__Your goal__
Recast the stretch from the line containing "outline blurred tree" through the end of the rows below as a numbered list. Omit blank lines, and leave the pictures out of the answer.
-- START Given information --
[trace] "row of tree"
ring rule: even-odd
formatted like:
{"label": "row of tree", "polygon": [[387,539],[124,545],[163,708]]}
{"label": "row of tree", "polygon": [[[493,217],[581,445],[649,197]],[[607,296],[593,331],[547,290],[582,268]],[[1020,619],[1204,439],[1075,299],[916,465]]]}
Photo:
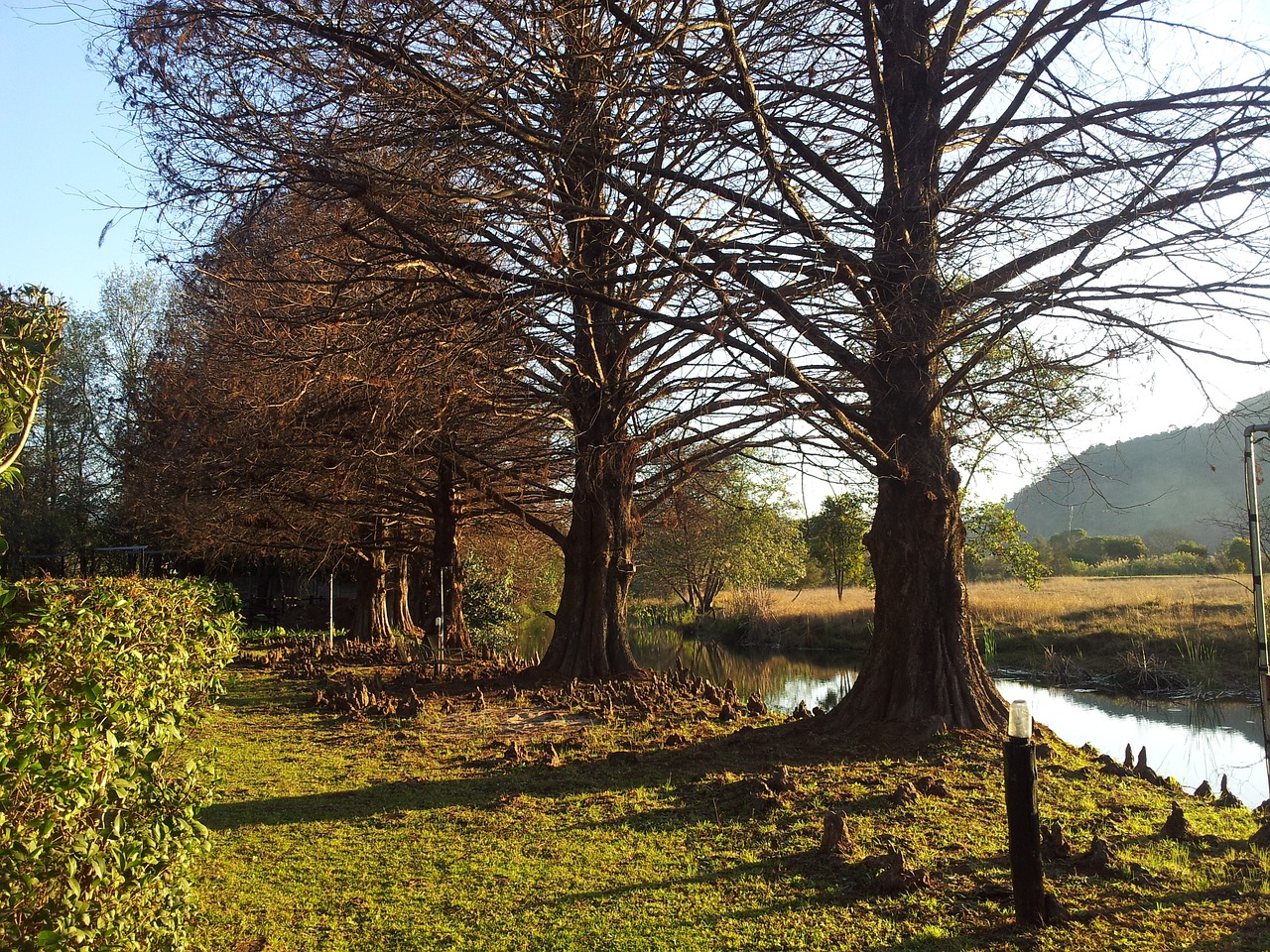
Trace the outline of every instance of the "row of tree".
{"label": "row of tree", "polygon": [[375,578],[453,517],[531,526],[564,555],[544,674],[630,670],[641,522],[780,443],[876,486],[836,722],[999,724],[959,463],[1265,312],[1265,60],[1198,77],[1212,36],[1147,0],[116,9],[196,249],[137,485]]}

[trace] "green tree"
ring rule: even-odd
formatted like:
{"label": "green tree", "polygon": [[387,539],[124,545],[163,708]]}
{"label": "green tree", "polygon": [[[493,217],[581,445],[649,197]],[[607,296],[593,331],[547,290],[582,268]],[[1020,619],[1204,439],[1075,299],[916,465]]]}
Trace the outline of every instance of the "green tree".
{"label": "green tree", "polygon": [[806,546],[784,484],[728,459],[682,482],[644,520],[639,584],[709,612],[729,585],[786,585],[801,576]]}
{"label": "green tree", "polygon": [[865,500],[852,493],[827,496],[820,512],[803,524],[808,550],[833,579],[839,602],[847,585],[872,584],[866,532]]}
{"label": "green tree", "polygon": [[39,396],[53,380],[65,325],[66,305],[47,289],[0,288],[0,486],[17,481],[14,467],[36,426]]}
{"label": "green tree", "polygon": [[1220,559],[1233,572],[1245,572],[1252,565],[1252,543],[1247,536],[1236,536],[1222,546]]}
{"label": "green tree", "polygon": [[[1120,561],[1125,559],[1142,559],[1147,555],[1147,543],[1138,536],[1105,536],[1102,546],[1107,559]],[[1203,552],[1201,555],[1208,555]]]}
{"label": "green tree", "polygon": [[965,574],[982,578],[996,567],[1002,575],[1019,579],[1030,589],[1039,588],[1048,575],[1036,548],[1026,542],[1026,527],[1005,503],[966,504],[961,509],[965,522]]}
{"label": "green tree", "polygon": [[65,303],[44,288],[0,288],[0,481],[13,481],[13,466],[36,426],[66,314]]}

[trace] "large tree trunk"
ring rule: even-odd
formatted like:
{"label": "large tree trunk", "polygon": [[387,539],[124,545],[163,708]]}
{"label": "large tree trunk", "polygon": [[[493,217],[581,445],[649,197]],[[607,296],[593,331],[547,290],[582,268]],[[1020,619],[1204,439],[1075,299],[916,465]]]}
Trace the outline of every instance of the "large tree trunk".
{"label": "large tree trunk", "polygon": [[[565,208],[569,278],[575,291],[573,373],[564,400],[575,453],[573,512],[564,542],[564,584],[555,633],[538,670],[565,678],[611,678],[636,669],[626,640],[626,599],[635,571],[635,444],[630,413],[631,344],[625,316],[603,301],[622,292],[627,236],[610,220],[606,180],[613,140],[602,89],[610,81],[605,41],[585,4],[563,3],[558,23],[569,56],[555,103],[560,138],[556,184]],[[598,292],[593,293],[593,292]]]}
{"label": "large tree trunk", "polygon": [[391,623],[403,635],[418,637],[423,632],[414,621],[414,612],[410,609],[410,576],[413,574],[409,555],[399,555],[392,562],[392,600],[390,608]]}
{"label": "large tree trunk", "polygon": [[432,499],[432,581],[428,586],[428,626],[444,618],[446,651],[471,651],[472,641],[464,618],[464,564],[458,553],[458,522],[462,498],[453,462],[437,461],[437,491]]}
{"label": "large tree trunk", "polygon": [[865,543],[876,593],[874,637],[832,722],[987,729],[1006,703],[979,658],[965,589],[965,527],[940,410],[947,301],[939,260],[940,86],[930,8],[876,4],[875,69],[885,77],[879,132],[886,164],[874,246],[869,432],[880,459]]}
{"label": "large tree trunk", "polygon": [[555,633],[538,665],[566,678],[611,678],[636,669],[626,640],[635,571],[635,463],[629,440],[579,439],[573,520]]}
{"label": "large tree trunk", "polygon": [[1006,703],[970,628],[955,471],[939,435],[908,442],[921,444],[919,458],[906,477],[880,481],[865,537],[878,584],[872,642],[831,718],[848,727],[998,727]]}
{"label": "large tree trunk", "polygon": [[389,560],[382,548],[372,548],[357,574],[357,603],[349,635],[357,641],[382,644],[392,640],[389,622]]}

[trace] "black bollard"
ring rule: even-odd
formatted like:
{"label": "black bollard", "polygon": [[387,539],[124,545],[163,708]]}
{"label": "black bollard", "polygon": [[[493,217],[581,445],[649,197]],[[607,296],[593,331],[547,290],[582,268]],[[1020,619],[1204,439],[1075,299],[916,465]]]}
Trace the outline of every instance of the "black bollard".
{"label": "black bollard", "polygon": [[1006,740],[1006,828],[1010,833],[1010,876],[1015,887],[1015,920],[1033,928],[1045,924],[1045,882],[1040,867],[1040,812],[1036,809],[1036,745],[1025,701],[1010,706]]}

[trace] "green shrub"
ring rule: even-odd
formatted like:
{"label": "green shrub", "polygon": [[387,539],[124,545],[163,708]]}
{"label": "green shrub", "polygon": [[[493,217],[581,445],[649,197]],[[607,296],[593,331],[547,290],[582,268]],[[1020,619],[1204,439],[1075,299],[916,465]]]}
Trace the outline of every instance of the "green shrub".
{"label": "green shrub", "polygon": [[464,619],[472,645],[483,651],[507,651],[516,645],[516,585],[511,567],[502,571],[472,553],[464,564]]}
{"label": "green shrub", "polygon": [[184,729],[237,617],[203,583],[20,583],[0,609],[0,947],[180,948],[210,767]]}

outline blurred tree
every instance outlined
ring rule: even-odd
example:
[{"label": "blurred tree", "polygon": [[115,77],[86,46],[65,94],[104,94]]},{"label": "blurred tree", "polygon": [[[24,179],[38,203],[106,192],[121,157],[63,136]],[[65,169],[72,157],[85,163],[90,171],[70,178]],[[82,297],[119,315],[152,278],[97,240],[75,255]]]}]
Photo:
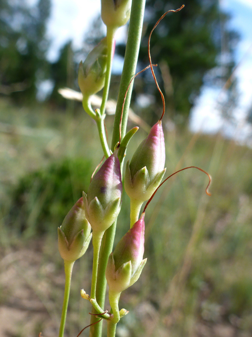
-- END Given information --
__Full response__
1. outline blurred tree
2. every instance outlined
3. ring rule: even-odd
4. example:
5. [{"label": "blurred tree", "polygon": [[115,77],[86,46],[65,94],[104,94]]},{"label": "blurred tree", "polygon": [[[24,179],[38,203],[106,192],[121,157],[63,136]],[[65,169],[72,157],[85,163],[90,171],[70,178]],[[82,297],[119,315],[152,278],[97,240],[75,255]]]}]
6. Photo:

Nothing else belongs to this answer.